▶ _ЗАДАНИЯ_
- A) Как зашифрован Зощенко в романе Катаева, судя по отрывку о Зощенко?
- B) Продолжите отрывок о Зощенко, начав сразу после его последнего предложения.

▶ _ИСХОДНЫЙ ОТРЫВОК_
---+---
Мрачноватая наружность Михаила Михайловича, контуженного и отравленного газами на войне, со смуглым, но не одного тона, — в верхней части, к вискам, темнее, — редко улыбающимся лицом, контрастировавшая с его смешными рассказами и сочетавшаяся в то же время с изысканно-утонченной вежливостью, медленная, размеренная походка опирающегося на палочку еще далеко не старого человека, которого, казалось, никакие катаклизмы и бури не заставят прибавить шагу, такая же медленная, тоже как бы опирающаяся на палочку речь с меланхолическими интонациями — все это и прочее описано в мемуарах, в частности, у Корнея Чуковского, у Михаила Слонимского (прекрасные воспоминания!), у Леонида Рахманова и, наконец, у Валентина Катаева в романе «Алмазный мой венец», остроумно названного кем-то романом-кроссвордом, поскольку в нем все реально существовавшие персонажи зашифрованы под псевдонимы-клички, с разной степенью трудности (или легкости) угадываемые читателями. Зощенко в этом кроссворде — штабс-капитан.
---+---
▶ _ИЗВЛЕЧЁННЫЕ ЗАПИСИ_
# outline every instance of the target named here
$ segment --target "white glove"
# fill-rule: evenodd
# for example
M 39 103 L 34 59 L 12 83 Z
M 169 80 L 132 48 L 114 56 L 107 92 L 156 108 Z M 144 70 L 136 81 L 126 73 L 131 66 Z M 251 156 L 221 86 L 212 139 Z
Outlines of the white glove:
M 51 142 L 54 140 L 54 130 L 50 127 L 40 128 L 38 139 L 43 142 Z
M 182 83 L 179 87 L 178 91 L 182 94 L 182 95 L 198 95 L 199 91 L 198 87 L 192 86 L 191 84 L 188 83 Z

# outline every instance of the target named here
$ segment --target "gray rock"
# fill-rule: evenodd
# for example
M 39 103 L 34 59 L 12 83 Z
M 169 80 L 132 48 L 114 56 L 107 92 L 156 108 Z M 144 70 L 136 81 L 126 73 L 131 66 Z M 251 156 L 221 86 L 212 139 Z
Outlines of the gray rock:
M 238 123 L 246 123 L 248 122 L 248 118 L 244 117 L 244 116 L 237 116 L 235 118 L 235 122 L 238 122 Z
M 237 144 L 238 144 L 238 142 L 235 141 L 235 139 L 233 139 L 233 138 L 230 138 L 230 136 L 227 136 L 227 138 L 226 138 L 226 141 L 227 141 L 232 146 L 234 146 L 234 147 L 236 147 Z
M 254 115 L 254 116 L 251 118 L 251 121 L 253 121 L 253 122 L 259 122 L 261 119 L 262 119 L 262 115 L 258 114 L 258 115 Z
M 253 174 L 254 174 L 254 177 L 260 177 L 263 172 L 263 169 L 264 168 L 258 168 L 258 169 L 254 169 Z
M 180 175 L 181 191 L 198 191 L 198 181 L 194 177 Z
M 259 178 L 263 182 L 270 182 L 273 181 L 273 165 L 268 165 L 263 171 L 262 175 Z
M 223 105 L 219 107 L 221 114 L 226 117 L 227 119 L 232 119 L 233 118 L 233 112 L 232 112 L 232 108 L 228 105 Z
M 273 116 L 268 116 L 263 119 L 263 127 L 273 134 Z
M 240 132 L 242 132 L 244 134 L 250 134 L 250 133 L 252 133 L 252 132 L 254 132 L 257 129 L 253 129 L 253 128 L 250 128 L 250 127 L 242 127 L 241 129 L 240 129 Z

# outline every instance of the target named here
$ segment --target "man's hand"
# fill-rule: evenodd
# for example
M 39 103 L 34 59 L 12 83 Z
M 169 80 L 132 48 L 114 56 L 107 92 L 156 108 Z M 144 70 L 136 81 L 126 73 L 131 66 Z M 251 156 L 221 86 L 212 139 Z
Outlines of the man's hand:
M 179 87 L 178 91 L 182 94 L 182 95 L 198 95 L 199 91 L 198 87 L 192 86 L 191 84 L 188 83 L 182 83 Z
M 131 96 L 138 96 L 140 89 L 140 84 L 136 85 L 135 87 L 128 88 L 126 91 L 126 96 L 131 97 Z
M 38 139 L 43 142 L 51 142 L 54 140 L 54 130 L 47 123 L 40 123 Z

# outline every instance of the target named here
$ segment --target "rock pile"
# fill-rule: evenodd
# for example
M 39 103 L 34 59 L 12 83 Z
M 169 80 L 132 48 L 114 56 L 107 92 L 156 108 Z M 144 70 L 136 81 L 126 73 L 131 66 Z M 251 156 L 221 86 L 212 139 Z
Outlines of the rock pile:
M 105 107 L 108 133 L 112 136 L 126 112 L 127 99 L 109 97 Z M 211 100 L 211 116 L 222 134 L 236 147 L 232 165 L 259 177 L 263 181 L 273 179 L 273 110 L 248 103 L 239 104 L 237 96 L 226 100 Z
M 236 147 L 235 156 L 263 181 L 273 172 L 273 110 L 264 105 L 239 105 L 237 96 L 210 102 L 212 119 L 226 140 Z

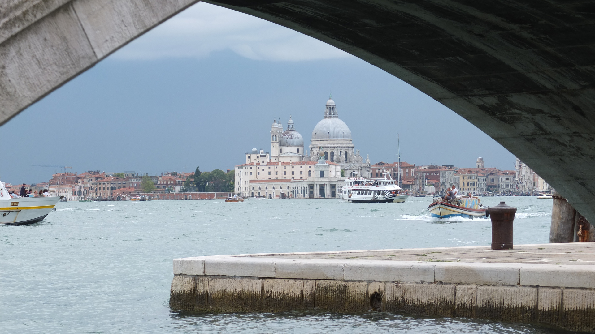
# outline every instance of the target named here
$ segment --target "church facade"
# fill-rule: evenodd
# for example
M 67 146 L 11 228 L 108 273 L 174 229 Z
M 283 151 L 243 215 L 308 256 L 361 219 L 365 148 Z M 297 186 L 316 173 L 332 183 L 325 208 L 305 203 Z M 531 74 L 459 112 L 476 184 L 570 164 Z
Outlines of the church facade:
---+---
▶ _ОТВЕТЫ ПО ЗАДАНИЯМ_
- A) Штабс-капитан.

- B)
Нет, я не собираюсь конкурировать на равных с вышеназванными и неназванными маститыми воспоминателями. Не имею на это права: не был я знаком с Зощенко, хотя много раз видел, никогда не разговаривал с ним, хотя неоднократно слыхал, как он с другими говорил. И все же осмеливаюсь подать свой голос в общий хор мемуаристов, себя к ним не причисляя и понимая, что вряд ли буду в этом хоре расслышан. Но мне удалось однажды побывать (не лучше ли в данном случае употребить глагол «проникнуть»?) в святая святых писателя — в его рабочем кабинете на сестрорецкой даче. Я не знаю, была ли эта дача собственностью писателя или он снимал ее на лето. Мы, то есть наши родители, свою снимали, и она стояла, чуть наискосок, напротив зощенковской. Мы почти каждое лето ездили в Сестрорецк и всякий раз жили на новом месте. И не потому что мама не ладила с хозяевами, просто она выискивала что-нибудь подешевле — цены росли год от года. В тот раз, кажется, в 28 году, был снят флигелек близ вокзала, на Литейной улице, выходившей к Гагарке, полузаболоченной речушке — рукавку Сестры-реки; Гагарка впадала за железнодорожным мостом в Финский залив. Место тихое и скромное, особенно в сравнении со знаменитыми Дубками с их шикарным пляжем, где еще процветавшая, но уже предчувствовавшая близкий закат нэповская публика располагалась не столько для того, чтобы купаться и загорать, как пощеголять друг перед другом невероятной расцветкой и причудливой формой своих купальников, зонтиков от солнца, шезлонгов.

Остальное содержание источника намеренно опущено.